● YOUR GOAL: Return every line of the items below that contains the string "eyeglasses", treating uppercase and lowercase letters as different.

● DATA LISTING:
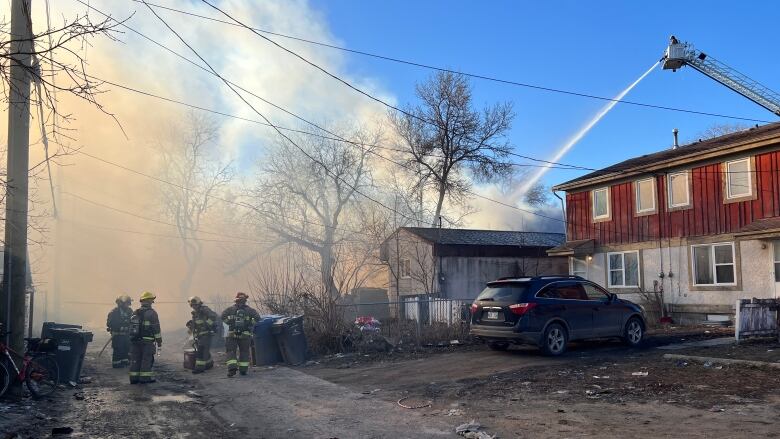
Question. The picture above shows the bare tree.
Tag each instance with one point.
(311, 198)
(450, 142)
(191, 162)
--
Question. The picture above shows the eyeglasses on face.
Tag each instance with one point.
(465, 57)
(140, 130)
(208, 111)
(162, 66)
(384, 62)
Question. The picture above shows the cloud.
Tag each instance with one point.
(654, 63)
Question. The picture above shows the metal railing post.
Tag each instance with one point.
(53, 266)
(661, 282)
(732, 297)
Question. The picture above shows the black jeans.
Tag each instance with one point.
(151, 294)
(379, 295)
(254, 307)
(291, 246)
* * *
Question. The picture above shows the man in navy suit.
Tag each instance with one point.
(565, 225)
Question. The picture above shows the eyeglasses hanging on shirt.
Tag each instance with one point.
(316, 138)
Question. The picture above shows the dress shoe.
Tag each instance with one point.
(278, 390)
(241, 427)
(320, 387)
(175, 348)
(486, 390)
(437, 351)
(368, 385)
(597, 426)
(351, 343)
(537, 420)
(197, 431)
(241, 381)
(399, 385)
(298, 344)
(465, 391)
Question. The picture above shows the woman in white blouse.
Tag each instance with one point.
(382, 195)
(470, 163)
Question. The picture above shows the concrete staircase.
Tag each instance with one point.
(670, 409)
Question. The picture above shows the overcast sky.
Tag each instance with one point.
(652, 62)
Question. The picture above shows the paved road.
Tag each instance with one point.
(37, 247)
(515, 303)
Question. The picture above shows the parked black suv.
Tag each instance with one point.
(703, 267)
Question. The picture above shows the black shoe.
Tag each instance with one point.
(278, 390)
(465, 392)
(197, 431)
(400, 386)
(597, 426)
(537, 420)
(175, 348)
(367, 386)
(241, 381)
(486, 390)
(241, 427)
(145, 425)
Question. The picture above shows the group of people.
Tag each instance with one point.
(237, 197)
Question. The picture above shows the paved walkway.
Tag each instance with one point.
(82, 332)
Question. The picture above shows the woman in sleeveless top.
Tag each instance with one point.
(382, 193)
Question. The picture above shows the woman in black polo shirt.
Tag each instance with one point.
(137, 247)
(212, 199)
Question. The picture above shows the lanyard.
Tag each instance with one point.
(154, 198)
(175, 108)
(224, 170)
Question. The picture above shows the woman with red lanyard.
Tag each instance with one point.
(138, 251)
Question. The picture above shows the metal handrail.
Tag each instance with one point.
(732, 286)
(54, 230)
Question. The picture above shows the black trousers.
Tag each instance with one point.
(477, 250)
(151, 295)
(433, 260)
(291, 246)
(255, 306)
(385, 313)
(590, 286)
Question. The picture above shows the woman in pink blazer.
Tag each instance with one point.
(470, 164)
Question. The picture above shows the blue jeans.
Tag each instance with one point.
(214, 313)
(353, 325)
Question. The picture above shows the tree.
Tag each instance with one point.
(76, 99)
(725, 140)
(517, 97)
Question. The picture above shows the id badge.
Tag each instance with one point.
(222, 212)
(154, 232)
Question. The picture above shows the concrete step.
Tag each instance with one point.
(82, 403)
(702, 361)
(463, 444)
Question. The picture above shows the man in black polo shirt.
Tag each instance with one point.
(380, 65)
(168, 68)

● FULL RESPONSE:
Question. The picture above shows the eyeglasses on face.
Question. The picture above shows the eyeglasses hanging on shirt.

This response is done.